What you have to do: Reproduce all the lines exactly as they stand, apart from the pictures.

Provided data:
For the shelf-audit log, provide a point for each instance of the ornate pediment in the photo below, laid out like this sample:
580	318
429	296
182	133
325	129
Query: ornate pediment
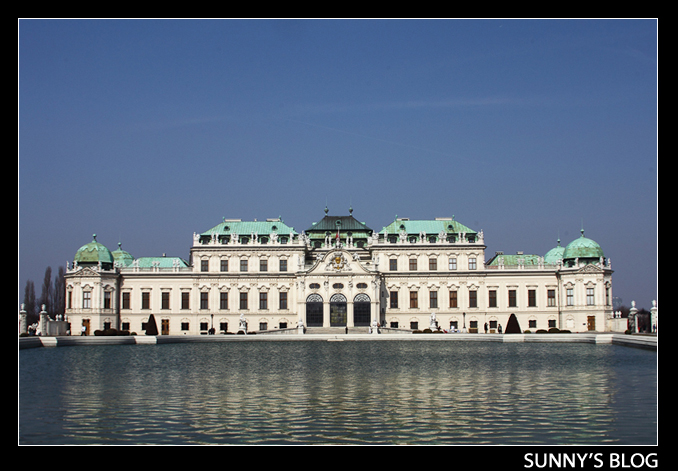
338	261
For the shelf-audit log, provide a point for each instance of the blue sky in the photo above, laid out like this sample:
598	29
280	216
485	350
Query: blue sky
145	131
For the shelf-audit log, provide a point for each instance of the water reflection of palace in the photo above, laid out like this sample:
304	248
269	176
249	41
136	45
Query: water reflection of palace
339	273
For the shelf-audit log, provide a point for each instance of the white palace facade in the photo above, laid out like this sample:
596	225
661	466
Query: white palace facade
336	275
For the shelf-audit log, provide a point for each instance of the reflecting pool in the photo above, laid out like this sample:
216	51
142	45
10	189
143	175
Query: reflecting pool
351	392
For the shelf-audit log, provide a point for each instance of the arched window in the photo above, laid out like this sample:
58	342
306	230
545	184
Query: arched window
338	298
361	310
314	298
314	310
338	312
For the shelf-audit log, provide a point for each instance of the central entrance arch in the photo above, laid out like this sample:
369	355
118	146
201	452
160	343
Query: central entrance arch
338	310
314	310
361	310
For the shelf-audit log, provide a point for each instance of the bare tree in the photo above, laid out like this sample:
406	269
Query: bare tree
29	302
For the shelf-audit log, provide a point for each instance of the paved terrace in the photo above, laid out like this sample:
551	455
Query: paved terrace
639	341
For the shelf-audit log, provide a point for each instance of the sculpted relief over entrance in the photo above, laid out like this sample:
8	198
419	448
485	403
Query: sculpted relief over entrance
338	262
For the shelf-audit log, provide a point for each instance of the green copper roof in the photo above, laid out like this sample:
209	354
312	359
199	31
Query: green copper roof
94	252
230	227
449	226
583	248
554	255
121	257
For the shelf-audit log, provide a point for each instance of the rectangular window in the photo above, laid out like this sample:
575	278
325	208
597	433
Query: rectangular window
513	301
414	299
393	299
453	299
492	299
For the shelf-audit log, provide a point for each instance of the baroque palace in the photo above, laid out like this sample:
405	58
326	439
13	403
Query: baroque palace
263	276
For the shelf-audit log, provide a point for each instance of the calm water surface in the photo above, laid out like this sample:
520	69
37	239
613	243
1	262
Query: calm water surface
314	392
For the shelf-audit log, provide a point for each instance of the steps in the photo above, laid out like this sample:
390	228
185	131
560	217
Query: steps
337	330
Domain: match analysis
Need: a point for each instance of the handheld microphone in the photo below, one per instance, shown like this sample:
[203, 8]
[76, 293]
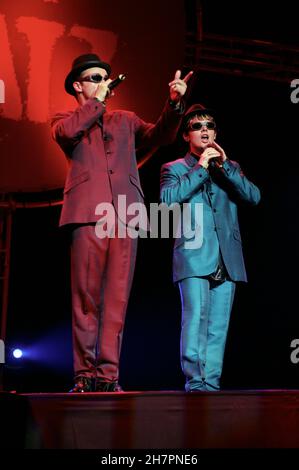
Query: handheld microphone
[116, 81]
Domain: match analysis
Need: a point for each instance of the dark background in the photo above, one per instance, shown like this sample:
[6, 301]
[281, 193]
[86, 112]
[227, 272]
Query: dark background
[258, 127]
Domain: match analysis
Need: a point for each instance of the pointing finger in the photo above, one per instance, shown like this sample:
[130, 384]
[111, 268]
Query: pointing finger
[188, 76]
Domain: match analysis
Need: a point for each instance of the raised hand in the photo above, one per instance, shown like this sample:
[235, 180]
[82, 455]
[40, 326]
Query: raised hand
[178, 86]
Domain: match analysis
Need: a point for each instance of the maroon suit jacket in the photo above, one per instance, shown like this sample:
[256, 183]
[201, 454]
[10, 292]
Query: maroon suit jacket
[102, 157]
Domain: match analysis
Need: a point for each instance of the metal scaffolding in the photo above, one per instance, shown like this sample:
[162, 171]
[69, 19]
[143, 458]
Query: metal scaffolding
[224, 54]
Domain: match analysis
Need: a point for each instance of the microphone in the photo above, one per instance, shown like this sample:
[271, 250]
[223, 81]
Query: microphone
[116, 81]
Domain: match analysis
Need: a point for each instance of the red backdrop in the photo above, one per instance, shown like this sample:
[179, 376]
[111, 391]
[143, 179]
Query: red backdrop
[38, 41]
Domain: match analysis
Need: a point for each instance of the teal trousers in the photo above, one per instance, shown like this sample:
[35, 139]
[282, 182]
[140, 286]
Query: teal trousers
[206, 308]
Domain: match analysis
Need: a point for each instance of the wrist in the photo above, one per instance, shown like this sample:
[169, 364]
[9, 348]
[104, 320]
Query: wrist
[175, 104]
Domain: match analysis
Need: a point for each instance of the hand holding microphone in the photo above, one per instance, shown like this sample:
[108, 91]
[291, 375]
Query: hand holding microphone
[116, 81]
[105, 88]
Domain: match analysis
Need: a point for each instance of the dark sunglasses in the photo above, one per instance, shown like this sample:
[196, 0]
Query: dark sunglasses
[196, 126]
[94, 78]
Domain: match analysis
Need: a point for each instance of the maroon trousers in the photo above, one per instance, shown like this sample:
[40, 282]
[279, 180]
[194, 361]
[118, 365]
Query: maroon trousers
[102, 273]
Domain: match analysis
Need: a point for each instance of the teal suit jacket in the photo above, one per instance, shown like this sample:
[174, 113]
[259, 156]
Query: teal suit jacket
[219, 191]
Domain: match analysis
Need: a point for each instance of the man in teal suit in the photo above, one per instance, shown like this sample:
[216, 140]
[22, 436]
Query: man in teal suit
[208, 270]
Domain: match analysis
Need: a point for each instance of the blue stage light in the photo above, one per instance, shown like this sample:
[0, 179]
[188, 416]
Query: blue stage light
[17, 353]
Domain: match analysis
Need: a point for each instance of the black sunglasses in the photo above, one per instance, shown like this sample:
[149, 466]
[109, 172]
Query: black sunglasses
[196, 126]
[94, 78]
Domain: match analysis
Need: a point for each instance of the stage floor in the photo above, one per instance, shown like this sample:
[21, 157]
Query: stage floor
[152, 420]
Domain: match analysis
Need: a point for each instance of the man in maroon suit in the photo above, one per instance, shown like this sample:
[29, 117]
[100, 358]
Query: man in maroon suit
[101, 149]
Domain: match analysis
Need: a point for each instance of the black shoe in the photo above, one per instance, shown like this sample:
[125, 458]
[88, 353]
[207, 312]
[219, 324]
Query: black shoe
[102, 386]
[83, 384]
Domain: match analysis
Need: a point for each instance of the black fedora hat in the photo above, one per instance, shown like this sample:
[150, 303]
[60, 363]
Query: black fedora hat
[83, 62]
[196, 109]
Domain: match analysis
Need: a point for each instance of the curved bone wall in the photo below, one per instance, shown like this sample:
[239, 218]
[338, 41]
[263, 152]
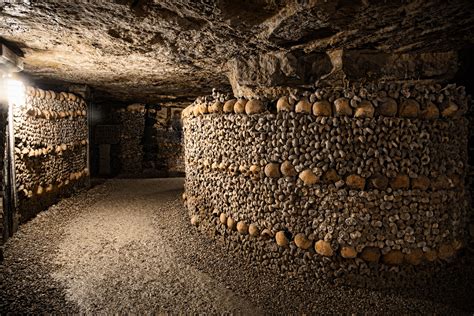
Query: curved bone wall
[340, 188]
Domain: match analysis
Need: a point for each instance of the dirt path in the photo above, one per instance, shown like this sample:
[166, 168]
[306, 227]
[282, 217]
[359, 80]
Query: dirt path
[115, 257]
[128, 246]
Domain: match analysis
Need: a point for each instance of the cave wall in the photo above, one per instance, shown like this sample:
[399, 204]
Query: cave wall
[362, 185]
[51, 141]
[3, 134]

Problem solution:
For the shelf-audit log, provide a point for each instance of the ornate pediment in the photo below, laid out like this sample:
580	318
429	296
182	133
325	129
Query: ornate pediment
338	261
For the shelf-audit log, provide a point for each instance of the blue sky in the photo above, laid out like this sample:
598	29
280	216
485	350
Query: blue sky
145	131
For the shelf-audit log, provide a point for each instance of the water reflection of palace in the photo above, laid out like this sample:
304	248
269	176
249	41
136	45
Query: water reflection of palace
339	273
For the shelf-audit log, provide a point for each instance of the white palace facade in the photo above, laid out like this sample:
596	225
661	466
Query: white palace facade
336	275
For the shelf-audit log, provide a point for each instance of the reflecting pool in the photo above, laid out like this sample:
216	51
142	45
10	189
143	175
Query: reflecting pool
351	392
For the shelf-audit log, provide a point for each instance of the arched window in the photo above, laid out like this sample:
58	342
306	230
545	184
Query: arched window
338	298
361	310
314	298
314	310
338	312
For the shelf-audit log, provide a point for each instance of the central entrance arch in the photo above, laid out like this sample:
369	355
118	146
201	452
160	343
Query: central entrance arch
338	310
314	310
361	310
For the shelf-audit log, provide a point for each instance of the bare tree in the photo above, laid out like this sample:
406	269
Query: bare tree
29	302
For the shelf-audit log, provide a point for each instance of the paved terrace in the photo above, laid out like this sample:
551	455
Query: paved terrace
639	341
For the shelf-audit log, provide a point for each instance of the sculpted relief over entrance in the photo above, laid out like this sample:
8	198
419	448
485	403
Query: sculpted relief over entrance
338	262
For the shelf-audit log, provide a point for each instance of the green copper roof in the photo above, laid out like this sample:
209	354
312	359
199	31
Query: green copper roof
94	252
230	227
449	226
583	248
554	255
121	257
For the shelf-audit log, provide a point for each instance of the rectangular window in the photo above, laid out like this sample:
575	278
325	208
597	433
Query: rectangular window
513	301
414	299
393	299
453	299
492	299
For the shelf-audit log, provide a point for each instance of the baroque palace in the photo above, laid out like this sample:
405	58
326	439
13	403
Query: baroque palace
263	276
For the shelf-audit log, provide a point for each instance of the calm water surface in the photo above, laid out like this sample:
520	69
37	239
613	243
1	262
Query: calm water surface
314	392
For the shelf-audit log, provide a point for each instance of the steps in the photo above, laid out like this sample:
390	228
185	131
560	217
Query: steps
337	330
Domain: match analysis
Need: a point for each instance of the handheld microphone in the photo below, one per instance, shown like this sample:
[203, 8]
[76, 293]
Query: handheld microphone
[116, 81]
Domain: match analysis
Need: a point for each instance of the dark background in the photo above, one per instance, shown like this sample:
[6, 301]
[281, 193]
[86, 112]
[227, 272]
Query: dark background
[258, 127]
Domain: match analysis
Need: a point for each instance of the pointing finger in the photo above, one per instance, shown like this sample:
[130, 384]
[111, 268]
Query: pointing finger
[188, 76]
Domain: match analysis
Need: a point for each instance of the raised hand in the photo above, one per instance, shown like this sample:
[235, 180]
[82, 455]
[40, 326]
Query: raised hand
[178, 86]
Domain: match analysis
Need: a point for each instance of the maroon suit jacket in the photo above, one per instance, shown like this sample:
[256, 183]
[201, 454]
[10, 292]
Query: maroon suit jacket
[102, 157]
Domain: match analysis
Need: a point for each instance of the metal scaffolding in the photo above, one per instance, shown like this sample:
[162, 171]
[69, 19]
[143, 458]
Query: metal scaffolding
[224, 54]
Domain: match analysis
Need: a point for each instance of the microphone in the photo above, one per instance, shown like this sample:
[271, 250]
[223, 81]
Query: microphone
[116, 81]
Domain: match analysis
Need: a point for each instance of the red backdrop in the photo above, one per instance, shown like this sample:
[179, 376]
[111, 391]
[143, 179]
Query: red backdrop
[38, 41]
Domain: match analysis
Need: a point for each instance of the teal trousers in the photo above, one per instance, shown like this sample:
[35, 139]
[282, 182]
[140, 286]
Query: teal trousers
[206, 308]
Domain: match analysis
Need: a point for each instance of the wrist in the photo above, one per instance, shown like this sample:
[169, 364]
[9, 348]
[104, 320]
Query: wrist
[175, 104]
Domain: match analysis
Need: a point for each instance of the hand holding microphone in the photo above, one per instance, shown like this sample:
[108, 91]
[291, 375]
Query: hand holding microphone
[116, 81]
[105, 88]
Domain: match analysis
Need: a point for each instance of the dark sunglasses in the photo above, one per instance, shown like this sample:
[196, 0]
Query: dark sunglasses
[196, 126]
[94, 78]
Domain: match analysis
Need: a point for each instance of the maroon trousers in the photo above, one per instance, shown like this sample:
[40, 282]
[279, 180]
[194, 361]
[118, 365]
Query: maroon trousers
[102, 273]
Domain: match analysis
Need: a point for each instance of the teal suit jacket in the photo above, one per instance, shown like this sample:
[174, 113]
[259, 156]
Query: teal suit jacket
[219, 191]
Domain: match analysis
Need: a point for each instance of the man in teal suit in the photo above, one per instance, shown like this sample:
[216, 140]
[22, 436]
Query: man in teal suit
[208, 270]
Domain: match analysis
Need: a point for each instance of the blue stage light in the photo above, one per instance, shown like this sample:
[0, 179]
[188, 416]
Query: blue stage light
[17, 353]
Domain: match analysis
Need: a point for each instance of the black sunglasses in the photo above, one per instance, shown like this sample:
[149, 466]
[109, 172]
Query: black sunglasses
[196, 126]
[94, 78]
Domain: match analysis
Need: a point for each instance of the stage floor in the photo above, one per instance, shown like this sample:
[21, 157]
Query: stage floor
[152, 420]
Domain: match analysis
Need: a point for each instance of the man in maroon suit in the photo above, one per instance, shown like this sample:
[29, 117]
[100, 358]
Query: man in maroon suit
[101, 149]
Domain: match analysis
Need: a point for each instance of the black shoe in the photo above, one per instance, shown like this sample:
[125, 458]
[88, 353]
[207, 312]
[219, 324]
Query: black shoe
[102, 386]
[83, 384]
Domain: match analysis
Need: a point for each instance of the black fedora hat in the photo above, one per instance, shown like this sample:
[150, 303]
[60, 363]
Query: black fedora hat
[83, 62]
[196, 109]
Domain: match analysis
Need: a point for each instance of the curved bone wall in the photo below, one per instance, shown like this sample:
[239, 218]
[338, 41]
[263, 152]
Query: curved bone wall
[340, 188]
Domain: match analysis
Need: a point for each instance of the dirt path in the photo above, one per instance, shown like this sample:
[166, 168]
[306, 227]
[282, 217]
[359, 80]
Query: dirt path
[115, 257]
[128, 246]
Domain: match analysis
Need: a point for each instance of the cave wall in the photo above, one per instance, shown like this sample:
[399, 204]
Query: cave wall
[362, 185]
[51, 141]
[3, 134]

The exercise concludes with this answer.